Reproduce, word for word, the lines of the records below that start at the line containing "walkway in the photo above." and end at the line containing "(1091, 174)", with both of those lines included.

▸ PROVIDED ENTRIES
——————————

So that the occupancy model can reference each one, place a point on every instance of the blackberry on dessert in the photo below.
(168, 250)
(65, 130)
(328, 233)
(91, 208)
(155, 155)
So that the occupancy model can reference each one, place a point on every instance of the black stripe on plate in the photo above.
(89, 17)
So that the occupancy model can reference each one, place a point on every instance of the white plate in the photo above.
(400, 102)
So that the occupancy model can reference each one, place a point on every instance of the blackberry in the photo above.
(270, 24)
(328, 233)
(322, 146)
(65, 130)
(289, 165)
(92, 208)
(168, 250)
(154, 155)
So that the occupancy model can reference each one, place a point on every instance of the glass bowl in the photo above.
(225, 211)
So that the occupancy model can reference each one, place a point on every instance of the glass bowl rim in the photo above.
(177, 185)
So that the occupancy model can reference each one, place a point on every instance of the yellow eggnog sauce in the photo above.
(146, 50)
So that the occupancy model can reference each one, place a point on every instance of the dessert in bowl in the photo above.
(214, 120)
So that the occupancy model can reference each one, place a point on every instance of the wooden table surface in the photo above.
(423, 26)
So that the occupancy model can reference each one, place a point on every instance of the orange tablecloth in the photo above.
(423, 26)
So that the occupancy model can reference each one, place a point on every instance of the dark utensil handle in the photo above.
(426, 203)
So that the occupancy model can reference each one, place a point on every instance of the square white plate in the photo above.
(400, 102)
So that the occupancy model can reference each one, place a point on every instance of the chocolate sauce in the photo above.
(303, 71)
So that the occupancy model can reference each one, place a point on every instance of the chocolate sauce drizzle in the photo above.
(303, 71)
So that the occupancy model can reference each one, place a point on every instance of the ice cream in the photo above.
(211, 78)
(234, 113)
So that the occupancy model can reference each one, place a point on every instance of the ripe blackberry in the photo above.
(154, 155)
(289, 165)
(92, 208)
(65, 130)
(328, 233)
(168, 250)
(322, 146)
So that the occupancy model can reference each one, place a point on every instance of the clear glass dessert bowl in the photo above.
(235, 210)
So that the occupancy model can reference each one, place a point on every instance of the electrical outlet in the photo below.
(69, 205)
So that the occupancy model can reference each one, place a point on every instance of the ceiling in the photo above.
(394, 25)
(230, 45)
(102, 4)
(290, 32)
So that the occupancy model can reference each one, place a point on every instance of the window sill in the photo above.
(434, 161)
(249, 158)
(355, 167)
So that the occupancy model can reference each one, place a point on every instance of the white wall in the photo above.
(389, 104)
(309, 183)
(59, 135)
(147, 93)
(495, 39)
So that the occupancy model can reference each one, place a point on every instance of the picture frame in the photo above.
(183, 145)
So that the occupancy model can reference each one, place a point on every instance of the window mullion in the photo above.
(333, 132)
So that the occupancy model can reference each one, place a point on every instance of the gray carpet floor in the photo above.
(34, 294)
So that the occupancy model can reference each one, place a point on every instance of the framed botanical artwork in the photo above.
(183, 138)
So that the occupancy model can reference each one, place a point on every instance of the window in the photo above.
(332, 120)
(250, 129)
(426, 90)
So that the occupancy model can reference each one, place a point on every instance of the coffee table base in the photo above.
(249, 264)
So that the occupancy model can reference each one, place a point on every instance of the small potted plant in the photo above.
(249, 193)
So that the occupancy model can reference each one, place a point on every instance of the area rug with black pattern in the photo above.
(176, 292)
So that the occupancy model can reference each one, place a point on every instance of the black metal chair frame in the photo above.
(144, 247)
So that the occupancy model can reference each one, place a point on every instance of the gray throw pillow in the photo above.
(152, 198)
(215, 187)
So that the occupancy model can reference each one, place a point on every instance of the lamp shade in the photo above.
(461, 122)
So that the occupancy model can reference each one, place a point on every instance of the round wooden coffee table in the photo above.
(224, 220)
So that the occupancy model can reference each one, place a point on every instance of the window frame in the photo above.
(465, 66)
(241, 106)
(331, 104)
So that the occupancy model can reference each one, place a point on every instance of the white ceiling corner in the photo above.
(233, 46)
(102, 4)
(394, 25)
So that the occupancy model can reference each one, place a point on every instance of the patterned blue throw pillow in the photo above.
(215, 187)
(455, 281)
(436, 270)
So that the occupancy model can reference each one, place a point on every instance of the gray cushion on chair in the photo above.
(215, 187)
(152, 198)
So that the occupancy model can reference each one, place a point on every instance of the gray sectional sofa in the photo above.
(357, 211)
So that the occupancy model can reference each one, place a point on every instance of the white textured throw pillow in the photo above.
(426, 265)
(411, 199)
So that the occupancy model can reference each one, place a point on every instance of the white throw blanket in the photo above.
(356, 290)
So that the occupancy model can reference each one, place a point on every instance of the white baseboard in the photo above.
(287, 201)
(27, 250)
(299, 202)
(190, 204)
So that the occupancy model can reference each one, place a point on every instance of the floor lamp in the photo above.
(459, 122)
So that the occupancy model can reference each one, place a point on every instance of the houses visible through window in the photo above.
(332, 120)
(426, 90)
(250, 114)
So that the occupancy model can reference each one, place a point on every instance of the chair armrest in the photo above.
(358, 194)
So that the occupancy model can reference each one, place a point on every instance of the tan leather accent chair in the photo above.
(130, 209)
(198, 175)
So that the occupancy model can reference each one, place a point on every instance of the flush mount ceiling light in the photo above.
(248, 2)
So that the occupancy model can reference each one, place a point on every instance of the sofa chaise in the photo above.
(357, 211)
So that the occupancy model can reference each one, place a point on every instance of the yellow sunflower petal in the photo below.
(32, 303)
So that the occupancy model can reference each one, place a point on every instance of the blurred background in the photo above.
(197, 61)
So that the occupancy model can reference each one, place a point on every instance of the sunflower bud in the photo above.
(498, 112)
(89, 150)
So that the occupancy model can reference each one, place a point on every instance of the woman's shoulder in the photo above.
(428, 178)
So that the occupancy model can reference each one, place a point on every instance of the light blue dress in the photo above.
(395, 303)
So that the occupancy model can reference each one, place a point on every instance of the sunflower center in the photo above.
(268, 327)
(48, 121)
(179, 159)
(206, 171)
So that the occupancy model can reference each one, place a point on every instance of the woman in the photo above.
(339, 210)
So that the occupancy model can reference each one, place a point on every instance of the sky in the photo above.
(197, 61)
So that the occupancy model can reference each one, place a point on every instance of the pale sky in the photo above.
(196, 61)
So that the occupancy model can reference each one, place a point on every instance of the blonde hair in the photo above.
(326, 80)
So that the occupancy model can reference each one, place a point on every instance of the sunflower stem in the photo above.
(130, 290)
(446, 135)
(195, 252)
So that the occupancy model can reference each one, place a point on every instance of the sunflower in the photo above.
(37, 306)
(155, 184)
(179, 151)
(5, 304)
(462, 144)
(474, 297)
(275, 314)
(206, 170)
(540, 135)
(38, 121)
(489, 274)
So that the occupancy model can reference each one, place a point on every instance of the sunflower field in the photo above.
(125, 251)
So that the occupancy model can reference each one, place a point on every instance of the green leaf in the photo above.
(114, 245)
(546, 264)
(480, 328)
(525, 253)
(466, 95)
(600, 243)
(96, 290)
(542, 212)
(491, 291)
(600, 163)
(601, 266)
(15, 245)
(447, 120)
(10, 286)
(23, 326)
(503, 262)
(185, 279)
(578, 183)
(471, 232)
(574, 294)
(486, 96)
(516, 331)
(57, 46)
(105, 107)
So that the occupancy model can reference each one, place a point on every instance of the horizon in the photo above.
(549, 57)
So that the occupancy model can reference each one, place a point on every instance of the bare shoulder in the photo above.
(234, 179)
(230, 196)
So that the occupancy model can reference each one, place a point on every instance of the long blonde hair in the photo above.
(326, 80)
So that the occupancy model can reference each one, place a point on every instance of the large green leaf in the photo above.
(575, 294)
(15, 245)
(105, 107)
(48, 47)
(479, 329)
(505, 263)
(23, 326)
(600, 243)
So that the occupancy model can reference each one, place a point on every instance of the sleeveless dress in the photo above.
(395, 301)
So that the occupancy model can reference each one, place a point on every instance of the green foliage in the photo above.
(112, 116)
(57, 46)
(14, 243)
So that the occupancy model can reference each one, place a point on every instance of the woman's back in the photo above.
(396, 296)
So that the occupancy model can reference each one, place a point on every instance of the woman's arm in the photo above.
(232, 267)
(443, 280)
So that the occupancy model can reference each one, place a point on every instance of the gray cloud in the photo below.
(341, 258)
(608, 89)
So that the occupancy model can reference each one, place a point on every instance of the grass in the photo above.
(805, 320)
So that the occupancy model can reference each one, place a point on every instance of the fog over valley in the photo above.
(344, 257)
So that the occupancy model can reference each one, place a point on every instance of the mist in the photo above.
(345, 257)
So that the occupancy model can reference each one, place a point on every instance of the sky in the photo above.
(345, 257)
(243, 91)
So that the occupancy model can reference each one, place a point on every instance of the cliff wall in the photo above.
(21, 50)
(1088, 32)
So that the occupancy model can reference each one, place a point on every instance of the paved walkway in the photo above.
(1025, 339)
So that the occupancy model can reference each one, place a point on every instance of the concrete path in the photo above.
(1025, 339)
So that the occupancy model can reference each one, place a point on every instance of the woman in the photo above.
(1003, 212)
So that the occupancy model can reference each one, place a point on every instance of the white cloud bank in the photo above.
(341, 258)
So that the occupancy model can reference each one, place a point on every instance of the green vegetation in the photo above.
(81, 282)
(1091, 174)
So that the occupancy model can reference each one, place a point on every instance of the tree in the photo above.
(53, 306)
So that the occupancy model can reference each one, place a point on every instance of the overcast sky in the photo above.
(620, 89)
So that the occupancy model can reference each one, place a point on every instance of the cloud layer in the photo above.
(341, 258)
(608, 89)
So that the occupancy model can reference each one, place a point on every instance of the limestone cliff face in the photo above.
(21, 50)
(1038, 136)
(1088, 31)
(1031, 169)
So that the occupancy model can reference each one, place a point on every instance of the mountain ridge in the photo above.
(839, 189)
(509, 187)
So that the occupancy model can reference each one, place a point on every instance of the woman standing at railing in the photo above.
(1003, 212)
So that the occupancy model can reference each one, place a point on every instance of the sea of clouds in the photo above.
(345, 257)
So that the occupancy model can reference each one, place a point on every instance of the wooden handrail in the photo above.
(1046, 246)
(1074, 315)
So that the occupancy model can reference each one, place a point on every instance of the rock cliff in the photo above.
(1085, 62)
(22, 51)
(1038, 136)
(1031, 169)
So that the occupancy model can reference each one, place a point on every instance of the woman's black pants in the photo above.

——————————

▸ THE RESULT
So that the occupancy model can reference each one, place a point on every instance of the paved walkway in the photo above.
(1025, 339)
So that the occupancy model can reference each one, place a point on every instance of the concrete path in the photo above.
(1025, 339)
So that the occupancy model can reference each one, place a point on every instance of the woman in the photo above.
(1003, 212)
So that the occupancy model can reference each one, place a point on every instance of the white cloud bank in the photo above.
(341, 258)
So that the occupancy model can reference each one, place a point on every instance of the green vegetation in the photo above.
(81, 282)
(1091, 174)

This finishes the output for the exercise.